start

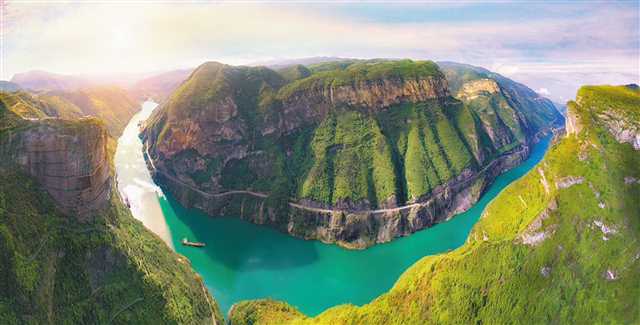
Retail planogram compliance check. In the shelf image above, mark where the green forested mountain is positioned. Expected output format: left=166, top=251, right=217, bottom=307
left=0, top=92, right=222, bottom=324
left=1, top=86, right=139, bottom=137
left=230, top=86, right=640, bottom=325
left=145, top=60, right=562, bottom=247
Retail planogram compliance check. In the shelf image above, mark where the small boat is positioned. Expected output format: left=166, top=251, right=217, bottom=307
left=182, top=238, right=205, bottom=247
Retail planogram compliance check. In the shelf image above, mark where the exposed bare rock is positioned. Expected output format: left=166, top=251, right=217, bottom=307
left=556, top=176, right=584, bottom=189
left=603, top=269, right=618, bottom=281
left=538, top=167, right=549, bottom=194
left=0, top=118, right=111, bottom=220
left=598, top=110, right=640, bottom=150
left=457, top=79, right=500, bottom=100
left=624, top=176, right=640, bottom=185
left=540, top=266, right=551, bottom=278
left=518, top=200, right=558, bottom=246
left=593, top=220, right=618, bottom=241
left=565, top=103, right=582, bottom=135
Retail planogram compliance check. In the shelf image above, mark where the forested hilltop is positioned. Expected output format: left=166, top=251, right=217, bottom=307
left=0, top=92, right=222, bottom=324
left=230, top=85, right=640, bottom=325
left=144, top=60, right=562, bottom=248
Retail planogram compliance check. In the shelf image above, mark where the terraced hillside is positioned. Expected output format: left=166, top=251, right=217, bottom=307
left=144, top=60, right=562, bottom=248
left=229, top=85, right=640, bottom=325
left=0, top=92, right=222, bottom=324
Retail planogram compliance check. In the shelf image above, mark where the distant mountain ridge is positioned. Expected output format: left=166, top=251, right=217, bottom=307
left=228, top=86, right=640, bottom=325
left=0, top=92, right=222, bottom=324
left=144, top=59, right=562, bottom=248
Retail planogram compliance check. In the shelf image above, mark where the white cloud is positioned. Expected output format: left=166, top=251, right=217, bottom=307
left=538, top=88, right=551, bottom=96
left=1, top=1, right=640, bottom=101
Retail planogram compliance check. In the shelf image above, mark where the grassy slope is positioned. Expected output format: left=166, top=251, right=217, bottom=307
left=231, top=87, right=640, bottom=324
left=0, top=101, right=221, bottom=324
left=278, top=60, right=441, bottom=99
left=0, top=171, right=220, bottom=324
left=147, top=60, right=560, bottom=207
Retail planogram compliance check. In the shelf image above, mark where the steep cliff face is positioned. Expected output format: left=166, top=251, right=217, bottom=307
left=45, top=86, right=139, bottom=137
left=144, top=60, right=559, bottom=248
left=229, top=86, right=640, bottom=325
left=0, top=92, right=222, bottom=324
left=0, top=118, right=111, bottom=220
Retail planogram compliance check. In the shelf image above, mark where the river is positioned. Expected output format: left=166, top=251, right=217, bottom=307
left=115, top=102, right=550, bottom=315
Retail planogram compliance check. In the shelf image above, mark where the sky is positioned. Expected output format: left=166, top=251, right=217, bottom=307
left=0, top=0, right=640, bottom=102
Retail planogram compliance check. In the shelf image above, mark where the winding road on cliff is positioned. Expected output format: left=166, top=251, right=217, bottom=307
left=144, top=145, right=528, bottom=214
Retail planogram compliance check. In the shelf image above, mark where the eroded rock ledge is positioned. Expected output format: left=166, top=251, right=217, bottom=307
left=147, top=142, right=529, bottom=249
left=0, top=118, right=111, bottom=221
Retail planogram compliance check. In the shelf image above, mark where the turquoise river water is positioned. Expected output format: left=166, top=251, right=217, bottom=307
left=115, top=102, right=550, bottom=315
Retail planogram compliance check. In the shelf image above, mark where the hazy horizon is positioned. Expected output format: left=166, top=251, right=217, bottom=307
left=0, top=1, right=640, bottom=102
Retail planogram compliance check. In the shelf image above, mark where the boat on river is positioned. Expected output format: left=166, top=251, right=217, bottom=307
left=182, top=238, right=205, bottom=247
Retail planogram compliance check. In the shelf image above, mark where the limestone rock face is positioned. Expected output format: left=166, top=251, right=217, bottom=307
left=0, top=118, right=111, bottom=220
left=458, top=79, right=500, bottom=99
left=142, top=61, right=559, bottom=248
left=598, top=111, right=640, bottom=150
left=565, top=105, right=582, bottom=135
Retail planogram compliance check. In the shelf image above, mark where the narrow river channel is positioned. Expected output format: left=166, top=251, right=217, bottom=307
left=115, top=102, right=550, bottom=315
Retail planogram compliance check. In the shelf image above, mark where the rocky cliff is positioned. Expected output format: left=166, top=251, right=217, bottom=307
left=0, top=118, right=112, bottom=220
left=143, top=60, right=561, bottom=248
left=0, top=92, right=222, bottom=324
left=229, top=86, right=640, bottom=325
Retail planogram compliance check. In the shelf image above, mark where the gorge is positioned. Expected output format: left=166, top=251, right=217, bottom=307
left=143, top=60, right=562, bottom=249
left=115, top=98, right=550, bottom=315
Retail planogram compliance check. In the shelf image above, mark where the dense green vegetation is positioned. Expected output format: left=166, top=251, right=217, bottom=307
left=0, top=170, right=220, bottom=324
left=277, top=64, right=311, bottom=82
left=145, top=60, right=560, bottom=208
left=230, top=87, right=640, bottom=325
left=0, top=93, right=222, bottom=324
left=0, top=86, right=138, bottom=136
left=278, top=60, right=441, bottom=100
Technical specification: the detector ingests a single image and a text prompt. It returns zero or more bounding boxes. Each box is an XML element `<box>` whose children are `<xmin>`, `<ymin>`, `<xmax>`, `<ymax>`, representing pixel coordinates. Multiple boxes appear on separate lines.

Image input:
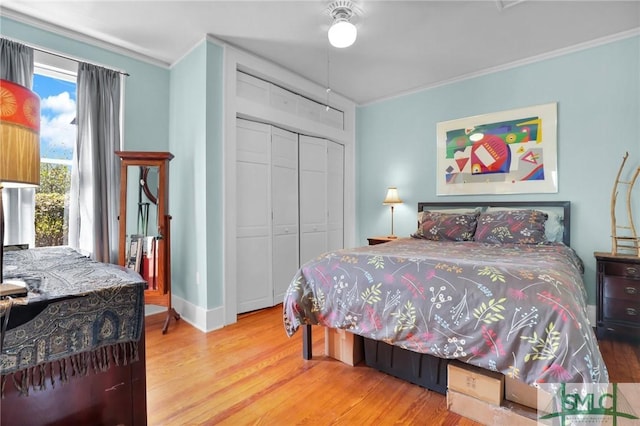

end

:: Work to be completed ::
Could you turn the lines of the data, from the one containing "where the limestone" through the end of the data (both ends included), into a numbered list, omitting blank lines and leaving out the pictures?

:: The response ::
1. Retail planogram compliance check. In the shelf image above, mark where the limestone rock face is positioned. Expected output format: left=166, top=251, right=217, bottom=307
2. left=0, top=118, right=111, bottom=220
3. left=458, top=79, right=500, bottom=99
4. left=142, top=61, right=559, bottom=248
5. left=598, top=111, right=640, bottom=150
6. left=565, top=105, right=582, bottom=135
7. Retail planogram compliance check. In the shelf image above, mark where the narrow river channel is positioned. Expected output format: left=166, top=251, right=217, bottom=307
8. left=115, top=102, right=550, bottom=315
9. Retail planogram compliance check. In the shelf image above, mark where the rocky cliff is positioned. Expected output format: left=166, top=251, right=217, bottom=307
10. left=0, top=118, right=112, bottom=220
11. left=143, top=60, right=561, bottom=248
12. left=0, top=92, right=222, bottom=324
13. left=229, top=86, right=640, bottom=325
14. Retail planogram compliance check. In the shelf image above, mark where the gorge is positioned. Expected output format: left=166, top=251, right=217, bottom=307
15. left=143, top=60, right=562, bottom=249
16. left=115, top=98, right=550, bottom=315
17. Retail planogram compliance check. In the shelf image above, mark where the dense green vegetation is positioned. Expected output format: left=166, top=251, right=217, bottom=307
18. left=0, top=170, right=220, bottom=324
19. left=277, top=64, right=311, bottom=82
20. left=145, top=60, right=560, bottom=208
21. left=230, top=87, right=640, bottom=325
22. left=0, top=93, right=222, bottom=324
23. left=0, top=86, right=138, bottom=136
24. left=278, top=60, right=441, bottom=100
25. Technical specification: the detector ingests a single image and a text prompt. It returns zero or more bounding boxes. Each box is an XML element `<box>` whose children are `<xmin>`, `<ymin>`, `<xmax>`, `<ymax>`, representing pixel coordinates. Multiple boxes appear on separate lines.
26. Image input:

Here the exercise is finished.